───── ENTRIES ─────

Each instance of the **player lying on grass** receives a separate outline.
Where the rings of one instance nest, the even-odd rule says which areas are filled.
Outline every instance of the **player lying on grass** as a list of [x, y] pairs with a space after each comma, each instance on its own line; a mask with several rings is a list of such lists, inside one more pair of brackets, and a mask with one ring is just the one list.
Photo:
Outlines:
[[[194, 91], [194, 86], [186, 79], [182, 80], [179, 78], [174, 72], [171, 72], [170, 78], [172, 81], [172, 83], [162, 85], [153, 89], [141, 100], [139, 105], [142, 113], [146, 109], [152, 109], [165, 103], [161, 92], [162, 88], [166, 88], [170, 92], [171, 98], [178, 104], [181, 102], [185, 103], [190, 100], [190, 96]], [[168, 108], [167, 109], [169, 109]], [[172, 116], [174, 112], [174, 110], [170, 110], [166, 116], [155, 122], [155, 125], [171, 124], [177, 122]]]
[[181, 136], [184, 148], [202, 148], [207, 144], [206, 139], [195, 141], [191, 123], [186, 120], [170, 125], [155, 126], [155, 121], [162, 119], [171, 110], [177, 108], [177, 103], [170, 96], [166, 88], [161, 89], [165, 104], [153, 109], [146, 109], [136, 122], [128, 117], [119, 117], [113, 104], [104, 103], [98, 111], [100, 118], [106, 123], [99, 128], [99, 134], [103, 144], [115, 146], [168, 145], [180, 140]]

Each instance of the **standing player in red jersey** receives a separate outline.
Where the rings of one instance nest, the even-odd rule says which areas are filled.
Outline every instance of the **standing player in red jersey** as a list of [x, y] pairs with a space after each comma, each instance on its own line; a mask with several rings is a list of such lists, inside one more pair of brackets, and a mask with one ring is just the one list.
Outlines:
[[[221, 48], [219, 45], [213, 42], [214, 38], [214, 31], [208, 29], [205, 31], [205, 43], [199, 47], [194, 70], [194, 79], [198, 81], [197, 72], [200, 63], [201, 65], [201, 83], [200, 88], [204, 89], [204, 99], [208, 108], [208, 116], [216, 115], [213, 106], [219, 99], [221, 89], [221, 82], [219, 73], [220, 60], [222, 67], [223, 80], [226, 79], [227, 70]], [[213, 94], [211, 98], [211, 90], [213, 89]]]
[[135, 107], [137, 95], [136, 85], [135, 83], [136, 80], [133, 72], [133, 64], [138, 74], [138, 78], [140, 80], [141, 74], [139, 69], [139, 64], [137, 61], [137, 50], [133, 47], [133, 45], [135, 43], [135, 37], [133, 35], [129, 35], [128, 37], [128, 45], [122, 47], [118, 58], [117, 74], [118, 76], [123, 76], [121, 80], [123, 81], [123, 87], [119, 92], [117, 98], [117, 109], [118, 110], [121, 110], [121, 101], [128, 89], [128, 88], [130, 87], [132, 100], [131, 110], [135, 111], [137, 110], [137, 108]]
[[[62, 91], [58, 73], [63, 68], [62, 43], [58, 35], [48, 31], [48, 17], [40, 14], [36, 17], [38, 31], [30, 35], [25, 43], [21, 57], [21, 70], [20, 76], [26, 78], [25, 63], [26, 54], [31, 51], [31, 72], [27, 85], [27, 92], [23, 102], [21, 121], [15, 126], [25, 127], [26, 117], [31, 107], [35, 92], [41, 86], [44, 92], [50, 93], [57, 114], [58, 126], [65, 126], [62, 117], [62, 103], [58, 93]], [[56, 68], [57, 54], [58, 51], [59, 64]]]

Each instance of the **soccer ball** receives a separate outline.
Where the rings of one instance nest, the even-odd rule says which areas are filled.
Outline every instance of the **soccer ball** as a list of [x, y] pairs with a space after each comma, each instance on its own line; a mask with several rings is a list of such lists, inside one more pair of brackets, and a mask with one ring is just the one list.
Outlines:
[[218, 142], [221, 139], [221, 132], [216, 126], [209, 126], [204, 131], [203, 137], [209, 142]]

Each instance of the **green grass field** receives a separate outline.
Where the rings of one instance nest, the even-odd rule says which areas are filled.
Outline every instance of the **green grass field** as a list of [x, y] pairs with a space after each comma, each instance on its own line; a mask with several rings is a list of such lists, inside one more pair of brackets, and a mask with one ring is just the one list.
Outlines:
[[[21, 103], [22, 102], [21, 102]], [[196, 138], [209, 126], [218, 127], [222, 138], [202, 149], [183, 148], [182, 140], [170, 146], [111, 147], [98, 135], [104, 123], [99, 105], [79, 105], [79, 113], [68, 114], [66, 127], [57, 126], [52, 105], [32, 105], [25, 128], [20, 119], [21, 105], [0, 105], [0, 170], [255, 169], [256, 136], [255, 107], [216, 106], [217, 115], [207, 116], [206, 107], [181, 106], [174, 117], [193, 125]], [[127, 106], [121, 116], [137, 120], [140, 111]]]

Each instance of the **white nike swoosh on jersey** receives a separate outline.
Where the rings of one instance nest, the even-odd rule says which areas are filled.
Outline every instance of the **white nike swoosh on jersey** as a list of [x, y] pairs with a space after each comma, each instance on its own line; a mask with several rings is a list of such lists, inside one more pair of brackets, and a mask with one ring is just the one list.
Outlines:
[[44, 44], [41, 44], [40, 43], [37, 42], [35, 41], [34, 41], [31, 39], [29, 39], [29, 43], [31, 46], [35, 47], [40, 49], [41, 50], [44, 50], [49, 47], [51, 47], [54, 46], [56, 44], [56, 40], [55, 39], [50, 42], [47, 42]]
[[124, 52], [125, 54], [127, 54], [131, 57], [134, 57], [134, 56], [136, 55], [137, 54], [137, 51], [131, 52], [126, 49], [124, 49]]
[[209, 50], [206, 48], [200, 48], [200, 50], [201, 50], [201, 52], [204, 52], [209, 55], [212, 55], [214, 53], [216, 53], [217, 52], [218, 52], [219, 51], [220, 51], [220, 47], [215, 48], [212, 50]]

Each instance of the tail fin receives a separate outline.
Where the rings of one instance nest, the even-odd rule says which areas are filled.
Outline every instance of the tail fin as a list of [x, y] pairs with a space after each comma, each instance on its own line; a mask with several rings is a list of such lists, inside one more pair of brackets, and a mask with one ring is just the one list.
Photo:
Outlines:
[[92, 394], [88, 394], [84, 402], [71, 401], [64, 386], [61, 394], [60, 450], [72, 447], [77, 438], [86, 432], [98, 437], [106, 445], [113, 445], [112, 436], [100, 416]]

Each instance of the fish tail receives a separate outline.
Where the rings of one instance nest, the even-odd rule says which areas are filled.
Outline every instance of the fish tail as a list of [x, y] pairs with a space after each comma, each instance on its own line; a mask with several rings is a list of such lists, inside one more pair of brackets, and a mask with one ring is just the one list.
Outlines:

─────

**WHAT YOU WILL DO:**
Locate every line in the listing above that contains the string "swoosh" with matching case, and copy each of those lines.

**TASK ANSWER:**
Each instance of the **white nike swoosh on jersey** receives a separate outline.
Outline every instance of the **white nike swoosh on jersey** as a list of [x, y] pairs with a space after each comma, each instance on its own line; a mask with several rings is a list of such lists, inside one more pair of brackets, and a mask with one ring is just the one list.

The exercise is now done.